EXERCISE DESCRIPTION: Below are some records. Print all of them exactly as they appear.

-------- PROVIDED INFORMATION --------

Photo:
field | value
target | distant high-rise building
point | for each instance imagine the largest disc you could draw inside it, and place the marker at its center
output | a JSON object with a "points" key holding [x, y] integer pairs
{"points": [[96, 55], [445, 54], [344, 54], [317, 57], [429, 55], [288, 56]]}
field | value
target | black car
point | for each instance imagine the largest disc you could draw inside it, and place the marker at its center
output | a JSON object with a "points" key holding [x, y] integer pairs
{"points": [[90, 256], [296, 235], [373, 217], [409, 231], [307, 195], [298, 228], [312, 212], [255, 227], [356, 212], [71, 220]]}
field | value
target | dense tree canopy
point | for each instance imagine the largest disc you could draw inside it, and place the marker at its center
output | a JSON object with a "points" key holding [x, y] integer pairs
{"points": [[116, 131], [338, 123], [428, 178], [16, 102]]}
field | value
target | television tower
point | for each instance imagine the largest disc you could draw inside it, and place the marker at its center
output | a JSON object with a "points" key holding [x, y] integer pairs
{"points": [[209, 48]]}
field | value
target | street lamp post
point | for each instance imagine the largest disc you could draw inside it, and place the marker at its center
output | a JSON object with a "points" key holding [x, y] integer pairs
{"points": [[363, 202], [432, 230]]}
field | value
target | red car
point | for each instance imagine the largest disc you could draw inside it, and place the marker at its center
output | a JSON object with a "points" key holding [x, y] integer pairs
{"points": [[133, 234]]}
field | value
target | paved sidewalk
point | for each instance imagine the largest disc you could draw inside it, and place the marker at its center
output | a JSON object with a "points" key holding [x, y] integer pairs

--------

EXERCISE RESULT:
Photo:
field | value
target | distant high-rise building
point | for each instance imagine the largest disc you could draw inside it, and place the marker at its center
output | a JSON object with a "points" key holding [x, y] integer pairs
{"points": [[96, 55], [445, 54], [344, 54], [317, 57], [429, 55], [288, 56]]}
field | value
target | black car
point | for each instance imagine the largest disc you could draw inside it, and place the marker at its center
output | a JSON object with a "points" key holding [x, y] integer pairs
{"points": [[90, 256], [296, 235], [373, 217], [409, 231], [307, 195], [298, 228], [312, 212], [255, 227], [356, 212], [71, 220]]}
field | value
target | dense tree canopy
point | for each instance imagine the largest disc you could draw inside it, and place the marker at its center
output | a JSON object with a "points" key holding [x, y] integer pairs
{"points": [[116, 131], [338, 123], [428, 178], [16, 102]]}
field | value
target | television tower
point | for each instance imagine the largest disc you could draw inside it, and place the marker at its center
output | a JSON object with a "points" key holding [x, y] integer pairs
{"points": [[209, 48]]}
field | value
target | street lamp post
point | for each instance imagine the largest disc you could draw inside it, and place the marker at its center
output | a JSON object with a "points" key holding [x, y] integer pairs
{"points": [[363, 202], [432, 230]]}
field | value
target | red car
point | for each instance imagine the largest disc you could draw inside it, and place the marker at its center
output | a JSON object with a "points" key holding [x, y] integer pairs
{"points": [[133, 234]]}
field | value
target | paved sidewalk
point | for each instance imagine the largest disc you could draw inside it, and place the marker at its center
output | a JSON object with a "points" key holding [x, y] integer pairs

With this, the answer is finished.